Excerpts of location labeling data:
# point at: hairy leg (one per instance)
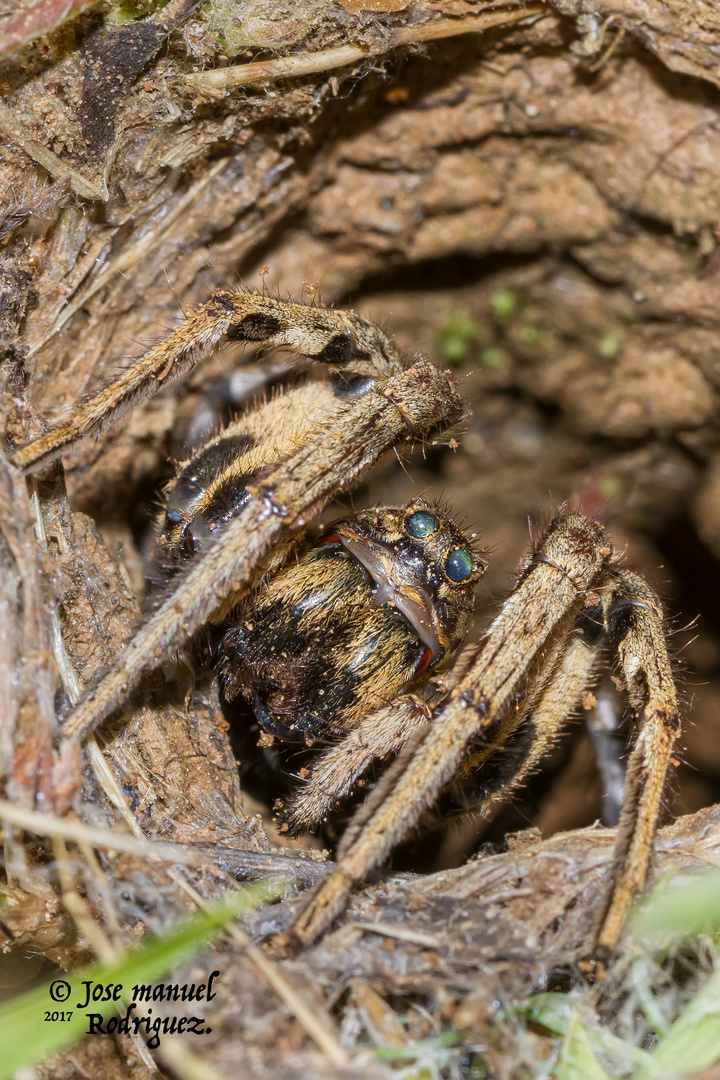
(636, 628)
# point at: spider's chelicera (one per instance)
(395, 589)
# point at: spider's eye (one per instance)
(421, 524)
(459, 564)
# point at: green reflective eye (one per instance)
(459, 564)
(421, 524)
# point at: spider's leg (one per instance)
(338, 338)
(283, 499)
(636, 628)
(334, 775)
(545, 715)
(552, 592)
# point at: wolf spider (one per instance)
(280, 468)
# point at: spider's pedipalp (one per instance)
(636, 629)
(533, 625)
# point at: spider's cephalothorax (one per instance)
(243, 504)
(372, 608)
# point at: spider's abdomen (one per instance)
(352, 623)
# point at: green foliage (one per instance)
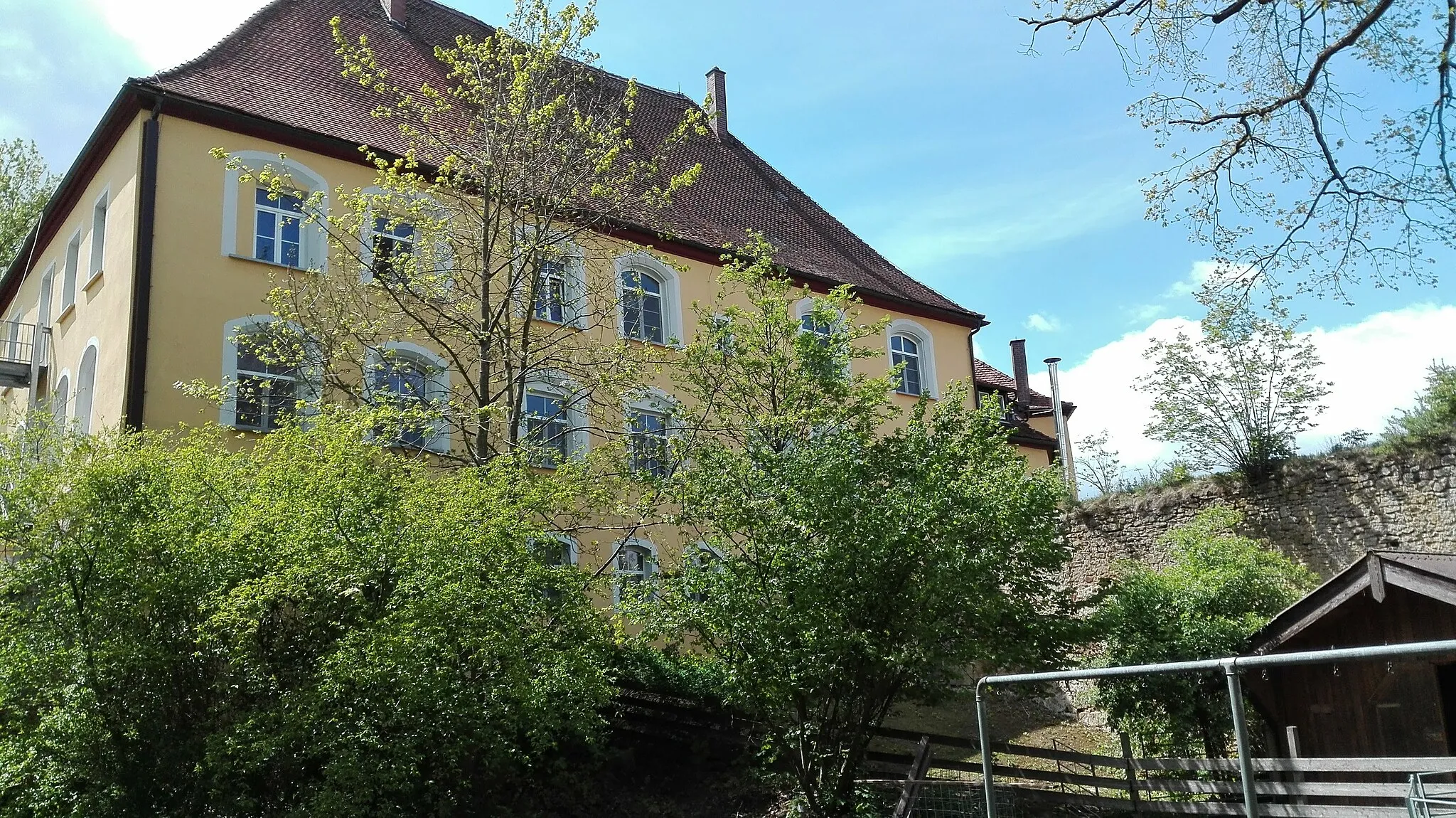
(1433, 418)
(669, 671)
(845, 565)
(25, 186)
(1238, 395)
(1218, 591)
(308, 626)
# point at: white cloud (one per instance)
(1376, 366)
(996, 218)
(1039, 322)
(169, 33)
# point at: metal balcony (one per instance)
(23, 349)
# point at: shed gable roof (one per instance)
(1428, 574)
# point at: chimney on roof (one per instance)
(1018, 367)
(397, 11)
(718, 102)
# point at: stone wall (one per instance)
(1324, 513)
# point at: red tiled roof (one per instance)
(280, 66)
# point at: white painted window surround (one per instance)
(86, 388)
(308, 389)
(437, 382)
(926, 350)
(315, 242)
(561, 388)
(633, 562)
(672, 293)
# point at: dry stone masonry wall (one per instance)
(1325, 513)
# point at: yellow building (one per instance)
(152, 257)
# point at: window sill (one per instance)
(242, 258)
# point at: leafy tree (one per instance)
(25, 186)
(1282, 161)
(1433, 415)
(487, 238)
(1238, 395)
(1100, 466)
(845, 567)
(1216, 593)
(309, 626)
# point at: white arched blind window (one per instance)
(85, 389)
(62, 399)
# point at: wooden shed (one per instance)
(1366, 709)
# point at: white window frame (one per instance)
(922, 336)
(83, 406)
(569, 548)
(437, 386)
(314, 253)
(650, 565)
(579, 431)
(309, 386)
(805, 306)
(654, 402)
(72, 271)
(443, 255)
(101, 210)
(641, 261)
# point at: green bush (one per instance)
(1433, 417)
(1219, 590)
(308, 626)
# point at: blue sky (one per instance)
(1007, 181)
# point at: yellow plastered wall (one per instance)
(102, 306)
(198, 287)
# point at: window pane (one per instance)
(653, 318)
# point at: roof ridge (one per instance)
(252, 19)
(776, 179)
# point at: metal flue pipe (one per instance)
(1069, 475)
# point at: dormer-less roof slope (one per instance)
(282, 66)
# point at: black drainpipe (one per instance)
(141, 277)
(970, 344)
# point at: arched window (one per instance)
(86, 388)
(265, 373)
(552, 423)
(648, 432)
(62, 398)
(912, 349)
(648, 299)
(555, 548)
(820, 326)
(276, 229)
(633, 565)
(904, 351)
(643, 306)
(417, 382)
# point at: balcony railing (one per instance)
(23, 349)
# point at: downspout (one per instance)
(970, 345)
(1064, 445)
(136, 393)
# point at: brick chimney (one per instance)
(1018, 368)
(718, 102)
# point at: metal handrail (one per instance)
(1418, 802)
(1231, 669)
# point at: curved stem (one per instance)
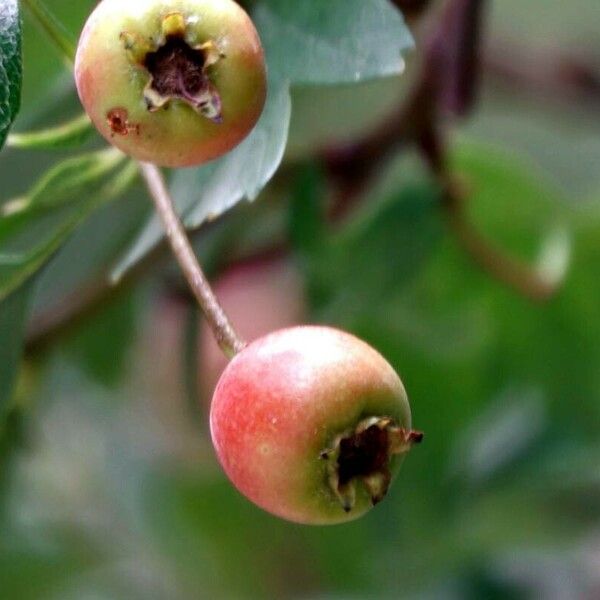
(226, 336)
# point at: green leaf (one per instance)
(13, 316)
(204, 193)
(376, 254)
(102, 343)
(29, 237)
(329, 42)
(68, 181)
(306, 42)
(67, 135)
(10, 65)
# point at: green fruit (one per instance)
(311, 424)
(172, 82)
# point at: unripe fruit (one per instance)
(173, 82)
(311, 424)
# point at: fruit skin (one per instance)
(280, 404)
(111, 80)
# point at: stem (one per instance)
(227, 338)
(54, 29)
(515, 274)
(67, 135)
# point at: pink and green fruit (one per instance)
(173, 82)
(311, 424)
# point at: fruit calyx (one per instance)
(364, 454)
(177, 69)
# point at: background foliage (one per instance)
(108, 484)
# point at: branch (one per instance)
(447, 84)
(518, 276)
(227, 338)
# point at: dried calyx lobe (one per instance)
(179, 71)
(364, 455)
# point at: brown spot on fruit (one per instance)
(118, 121)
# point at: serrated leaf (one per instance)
(67, 135)
(338, 41)
(206, 192)
(10, 65)
(13, 314)
(306, 42)
(29, 237)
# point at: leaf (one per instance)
(206, 192)
(67, 135)
(30, 237)
(102, 343)
(305, 42)
(337, 41)
(377, 253)
(13, 315)
(67, 181)
(10, 65)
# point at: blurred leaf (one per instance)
(206, 192)
(67, 135)
(101, 345)
(13, 317)
(29, 237)
(67, 181)
(54, 29)
(347, 42)
(377, 253)
(10, 65)
(332, 42)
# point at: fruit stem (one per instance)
(228, 339)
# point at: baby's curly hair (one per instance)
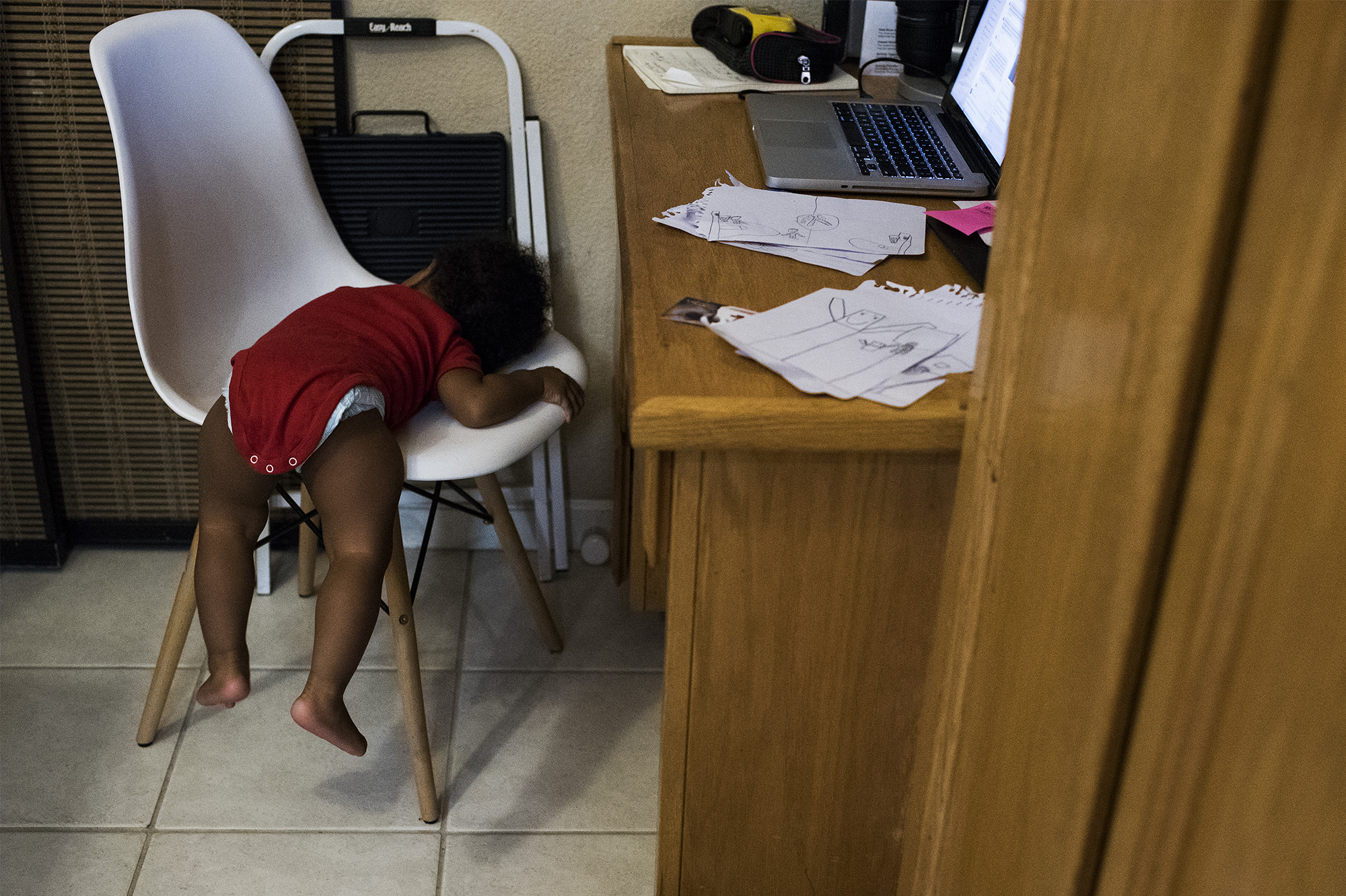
(497, 293)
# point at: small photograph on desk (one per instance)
(694, 310)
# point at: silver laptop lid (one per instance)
(983, 92)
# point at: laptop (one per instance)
(870, 146)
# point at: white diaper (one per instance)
(356, 402)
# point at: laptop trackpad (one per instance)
(798, 135)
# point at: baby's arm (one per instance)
(479, 402)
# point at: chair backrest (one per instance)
(225, 231)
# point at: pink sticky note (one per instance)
(968, 221)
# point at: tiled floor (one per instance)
(547, 763)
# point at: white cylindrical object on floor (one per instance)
(594, 548)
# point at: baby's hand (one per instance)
(559, 389)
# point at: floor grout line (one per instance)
(164, 788)
(448, 836)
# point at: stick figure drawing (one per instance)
(853, 342)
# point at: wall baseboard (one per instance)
(460, 532)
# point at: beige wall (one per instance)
(561, 49)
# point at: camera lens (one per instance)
(925, 36)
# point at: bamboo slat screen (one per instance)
(21, 508)
(120, 454)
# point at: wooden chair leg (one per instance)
(308, 548)
(409, 676)
(513, 548)
(170, 652)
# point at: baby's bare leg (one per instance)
(355, 478)
(234, 513)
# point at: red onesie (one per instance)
(283, 391)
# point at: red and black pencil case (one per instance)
(804, 57)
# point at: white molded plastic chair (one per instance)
(225, 236)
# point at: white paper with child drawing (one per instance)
(886, 345)
(697, 71)
(745, 215)
(688, 217)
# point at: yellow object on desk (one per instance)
(765, 21)
(795, 540)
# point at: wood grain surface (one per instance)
(1123, 188)
(668, 150)
(812, 618)
(1236, 776)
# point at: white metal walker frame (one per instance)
(531, 231)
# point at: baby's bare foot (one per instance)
(329, 720)
(224, 688)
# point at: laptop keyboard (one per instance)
(894, 142)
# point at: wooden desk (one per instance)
(796, 540)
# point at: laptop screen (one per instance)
(985, 87)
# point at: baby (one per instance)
(321, 394)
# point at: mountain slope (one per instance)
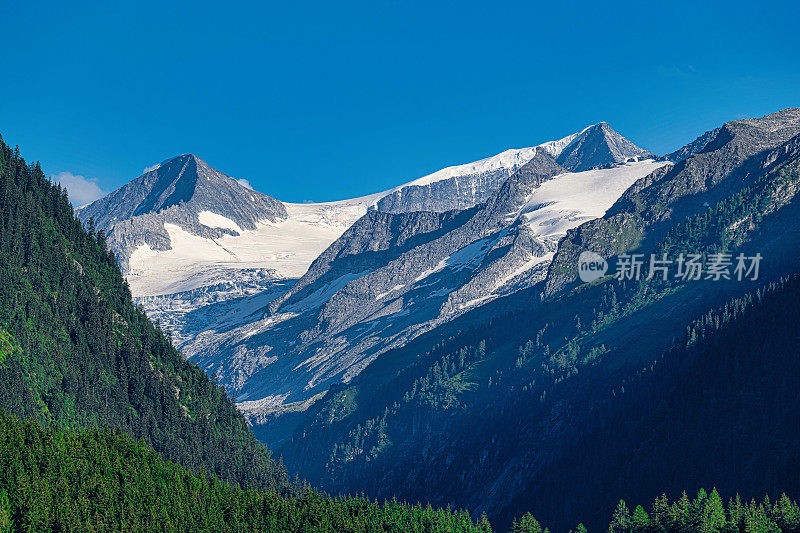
(183, 191)
(391, 277)
(75, 351)
(639, 219)
(95, 480)
(502, 409)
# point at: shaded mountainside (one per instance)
(493, 416)
(75, 351)
(176, 192)
(738, 154)
(391, 277)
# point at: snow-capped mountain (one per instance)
(281, 300)
(391, 277)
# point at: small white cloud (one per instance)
(81, 190)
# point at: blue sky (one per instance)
(328, 100)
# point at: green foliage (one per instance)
(707, 514)
(98, 480)
(75, 352)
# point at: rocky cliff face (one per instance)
(178, 192)
(735, 155)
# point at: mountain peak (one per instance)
(178, 191)
(598, 145)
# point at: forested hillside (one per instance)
(524, 412)
(75, 352)
(96, 480)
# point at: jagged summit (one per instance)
(183, 191)
(598, 145)
(463, 186)
(184, 179)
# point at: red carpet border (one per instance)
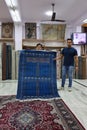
(36, 115)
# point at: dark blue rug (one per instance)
(37, 75)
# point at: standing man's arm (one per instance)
(59, 57)
(76, 62)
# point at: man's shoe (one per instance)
(69, 89)
(62, 88)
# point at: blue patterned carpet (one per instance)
(37, 75)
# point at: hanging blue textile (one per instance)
(37, 75)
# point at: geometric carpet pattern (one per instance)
(36, 115)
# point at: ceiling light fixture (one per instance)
(49, 13)
(13, 8)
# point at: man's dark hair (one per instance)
(69, 39)
(39, 44)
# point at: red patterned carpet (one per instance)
(36, 115)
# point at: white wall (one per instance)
(18, 37)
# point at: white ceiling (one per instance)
(73, 11)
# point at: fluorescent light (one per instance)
(15, 15)
(13, 8)
(49, 13)
(85, 21)
(11, 3)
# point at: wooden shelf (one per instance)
(41, 40)
(6, 40)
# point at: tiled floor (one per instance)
(76, 100)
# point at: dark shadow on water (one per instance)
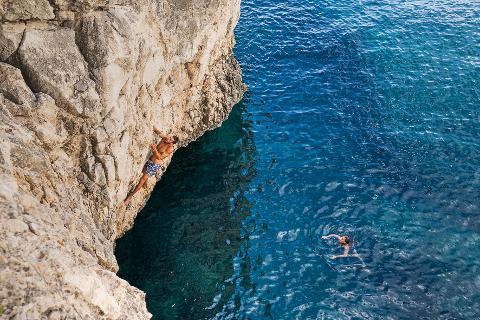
(181, 248)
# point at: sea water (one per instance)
(361, 118)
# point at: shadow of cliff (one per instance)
(182, 246)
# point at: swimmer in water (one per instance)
(344, 241)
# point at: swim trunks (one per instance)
(152, 168)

Your instructions: Revise the data starting at the line that has "# point at: sea water (one per instance)" and running through the end of the data by changing "cliff" to "rock face". Keep everything else the same.

Task result:
# point at: sea water (one per instance)
(361, 118)
# point at: shadow of rock face (one per instance)
(182, 246)
# point at: swimmer in water (one per instance)
(344, 241)
# point at: swim trunks (one per instance)
(152, 168)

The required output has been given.